→ **THE PROBLEM**:
The records that follow need to be output exactly as they are.

* begin MATERIAL SUPPLIED *

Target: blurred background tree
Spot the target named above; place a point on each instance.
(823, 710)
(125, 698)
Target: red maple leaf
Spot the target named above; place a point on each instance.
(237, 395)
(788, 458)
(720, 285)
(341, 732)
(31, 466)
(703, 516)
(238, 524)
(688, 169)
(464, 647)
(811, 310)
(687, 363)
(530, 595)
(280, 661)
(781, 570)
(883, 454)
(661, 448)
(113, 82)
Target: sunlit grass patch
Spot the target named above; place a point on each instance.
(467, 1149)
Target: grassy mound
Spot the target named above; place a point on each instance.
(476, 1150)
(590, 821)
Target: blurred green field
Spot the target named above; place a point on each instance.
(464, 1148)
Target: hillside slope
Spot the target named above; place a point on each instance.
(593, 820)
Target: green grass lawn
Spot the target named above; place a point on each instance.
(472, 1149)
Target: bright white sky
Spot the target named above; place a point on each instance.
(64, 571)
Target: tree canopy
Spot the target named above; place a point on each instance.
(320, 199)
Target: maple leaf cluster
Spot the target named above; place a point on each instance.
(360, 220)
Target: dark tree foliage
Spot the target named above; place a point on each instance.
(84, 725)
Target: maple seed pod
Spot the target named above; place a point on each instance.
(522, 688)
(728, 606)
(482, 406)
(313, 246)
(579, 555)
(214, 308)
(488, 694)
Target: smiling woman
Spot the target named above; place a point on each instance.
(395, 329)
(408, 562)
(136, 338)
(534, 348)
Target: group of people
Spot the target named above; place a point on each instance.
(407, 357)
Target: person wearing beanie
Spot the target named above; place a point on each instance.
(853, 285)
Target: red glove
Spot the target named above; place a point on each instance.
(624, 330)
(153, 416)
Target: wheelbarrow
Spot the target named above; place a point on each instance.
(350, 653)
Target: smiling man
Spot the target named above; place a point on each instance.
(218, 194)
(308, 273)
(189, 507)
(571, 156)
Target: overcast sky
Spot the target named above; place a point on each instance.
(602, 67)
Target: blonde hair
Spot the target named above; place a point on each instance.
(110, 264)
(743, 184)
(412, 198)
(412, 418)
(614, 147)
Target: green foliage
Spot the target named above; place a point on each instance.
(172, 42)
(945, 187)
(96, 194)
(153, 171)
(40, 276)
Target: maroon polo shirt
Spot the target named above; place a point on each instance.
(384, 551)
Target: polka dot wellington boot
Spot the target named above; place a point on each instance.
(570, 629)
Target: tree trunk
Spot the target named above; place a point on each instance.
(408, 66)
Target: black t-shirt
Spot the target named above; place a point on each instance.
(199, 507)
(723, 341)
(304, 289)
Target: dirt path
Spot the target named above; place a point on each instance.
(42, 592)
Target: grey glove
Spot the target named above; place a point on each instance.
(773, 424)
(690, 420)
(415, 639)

* end MATERIAL SUPPLIED *

→ **EXERCISE RESPONSE**:
Target: blurred background tree
Spot the target named above; place a point on each instance.
(823, 710)
(125, 698)
Target: red maple leaf
Spot the target named above; place a point on each instance.
(237, 395)
(788, 458)
(720, 285)
(341, 732)
(31, 466)
(703, 516)
(238, 524)
(688, 169)
(464, 647)
(811, 310)
(687, 363)
(530, 595)
(280, 661)
(781, 570)
(883, 454)
(661, 448)
(113, 82)
Target: sunlit grass patch
Spot the target named above; place a point on each instance.
(467, 1149)
Target: grassy mound
Spot the target named above; place a point on each instance.
(476, 1150)
(590, 821)
Target: blurred green field
Spot the target named above; place a point on each instance.
(464, 1148)
Target: hillside slope
Spot the target named above; place a point on each instance.
(593, 820)
Target: green grass lawn
Spot the target named above; place a point on each instance.
(472, 1149)
Target: bright white sky
Spot the target named above; place a point on each instance.
(64, 571)
Target: tree canopy
Spot the target named above; place a point on each instance.
(320, 199)
Target: maple leaf cluster
Spot the target named above; place a point on each instance.
(360, 220)
Target: dark tree foliage
Spot the target named above; place a point on each instance.
(84, 725)
Target: maple seed pod
Spot the target named above; place a point on each instance.
(522, 688)
(728, 606)
(482, 406)
(313, 246)
(579, 555)
(214, 308)
(488, 694)
Target: smiling woman
Spot the target named above; place a point on each instance.
(395, 329)
(408, 562)
(136, 338)
(534, 348)
Target: group of people
Spot the target named above; place a point on each instance.
(407, 357)
Target: person wearing beanie
Spot the target named above; place a point on each instance.
(853, 285)
Target: red glove
Spot the target named above; place a point on each instance.
(624, 330)
(153, 416)
Target: wheelbarrow
Spot the target named above; place a point on each instance.
(350, 653)
Target: smiling man
Spot the target named above; place a point on each instance.
(218, 194)
(308, 273)
(189, 507)
(571, 156)
Target: overcast sky
Spot the target named above; place a point on each instance.
(602, 67)
Target: blonde hair
Spot the target named above; place a point on each instance.
(110, 264)
(743, 184)
(412, 198)
(412, 418)
(614, 147)
Target: green foliage
Spot the target named above; place a point on each instance.
(172, 42)
(945, 187)
(96, 194)
(153, 171)
(40, 276)
Target: maroon polo shirt
Spot the target named above; place a point on each instance.
(384, 551)
Target: polka dot wellington boot
Spot the target named above; place a point on each instance.
(570, 629)
Target: tree trunk
Spot the target named above; place a point on each instance.
(408, 66)
Target: black t-shirt
Spot the target named above; place a point on each instance.
(199, 507)
(723, 341)
(304, 289)
Target: dirt path
Spot the target named above; place a point on each instance.
(42, 592)
Target: grey glove
Spot the target named above; place a point on each instance.
(773, 424)
(690, 420)
(415, 639)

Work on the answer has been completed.